ASSIGNMENT:
Starting from the line that holds "TARGET = stone base of statue", print each remaining line of the entries exactly, ending with the last.

○ ○ ○ ○ ○

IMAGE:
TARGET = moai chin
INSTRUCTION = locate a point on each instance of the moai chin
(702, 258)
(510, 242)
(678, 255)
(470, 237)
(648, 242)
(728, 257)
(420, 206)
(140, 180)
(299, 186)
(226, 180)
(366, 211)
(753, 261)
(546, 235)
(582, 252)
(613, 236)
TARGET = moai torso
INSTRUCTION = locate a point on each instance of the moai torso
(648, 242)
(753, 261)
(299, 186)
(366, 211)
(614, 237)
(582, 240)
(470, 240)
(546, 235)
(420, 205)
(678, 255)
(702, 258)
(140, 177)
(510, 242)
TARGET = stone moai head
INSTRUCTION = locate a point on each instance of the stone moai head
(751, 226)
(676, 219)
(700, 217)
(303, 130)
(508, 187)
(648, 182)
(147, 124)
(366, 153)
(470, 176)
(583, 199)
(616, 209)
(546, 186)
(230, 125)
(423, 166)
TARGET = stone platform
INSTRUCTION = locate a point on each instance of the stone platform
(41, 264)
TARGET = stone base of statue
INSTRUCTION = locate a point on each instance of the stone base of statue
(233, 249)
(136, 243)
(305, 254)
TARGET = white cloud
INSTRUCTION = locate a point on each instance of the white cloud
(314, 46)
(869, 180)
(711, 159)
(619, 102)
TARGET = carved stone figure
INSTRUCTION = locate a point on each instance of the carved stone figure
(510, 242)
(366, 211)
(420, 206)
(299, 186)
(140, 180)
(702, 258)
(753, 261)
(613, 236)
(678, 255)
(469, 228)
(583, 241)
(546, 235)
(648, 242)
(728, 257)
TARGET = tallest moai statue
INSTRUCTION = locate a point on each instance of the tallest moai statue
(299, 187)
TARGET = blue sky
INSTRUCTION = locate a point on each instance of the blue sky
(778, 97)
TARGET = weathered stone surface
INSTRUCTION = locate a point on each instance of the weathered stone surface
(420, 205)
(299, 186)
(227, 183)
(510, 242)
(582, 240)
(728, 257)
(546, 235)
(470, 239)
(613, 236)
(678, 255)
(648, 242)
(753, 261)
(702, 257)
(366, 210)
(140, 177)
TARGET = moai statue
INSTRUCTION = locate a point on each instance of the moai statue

○ ○ ○ ○ ○

EXERCISE ANSWER:
TARGET = stone base of statue
INSTRUCTION = locate a point on each instance of the stone base of statue
(233, 249)
(136, 243)
(305, 254)
TARGET = white cloud
INSTRUCTION = locate a point on each instance of the white cloud
(314, 46)
(869, 180)
(711, 159)
(619, 102)
TARGET = carved stone figure
INSTRUCTION = locate a point on each instance of the carved stone figure
(510, 242)
(366, 211)
(420, 206)
(299, 186)
(140, 180)
(702, 258)
(753, 261)
(613, 236)
(678, 255)
(469, 228)
(583, 241)
(546, 235)
(648, 242)
(728, 257)
TARGET = tallest moai statue
INSTRUCTION = locate a point on each instance of the tallest moai statue
(299, 187)
TARGET = blue sky
INSTRUCTION = locate a point on each instance of the blue sky
(778, 97)
TARGET = weathered stone surface
INSTRUCTION = locate a point on each instance of the weathered stone surface
(420, 205)
(299, 186)
(227, 183)
(510, 242)
(582, 240)
(728, 257)
(546, 235)
(470, 239)
(613, 236)
(678, 255)
(648, 242)
(753, 261)
(702, 257)
(366, 210)
(140, 177)
TARGET = moai statue
INSTRUCTION = locate a point on each instance of the moai statue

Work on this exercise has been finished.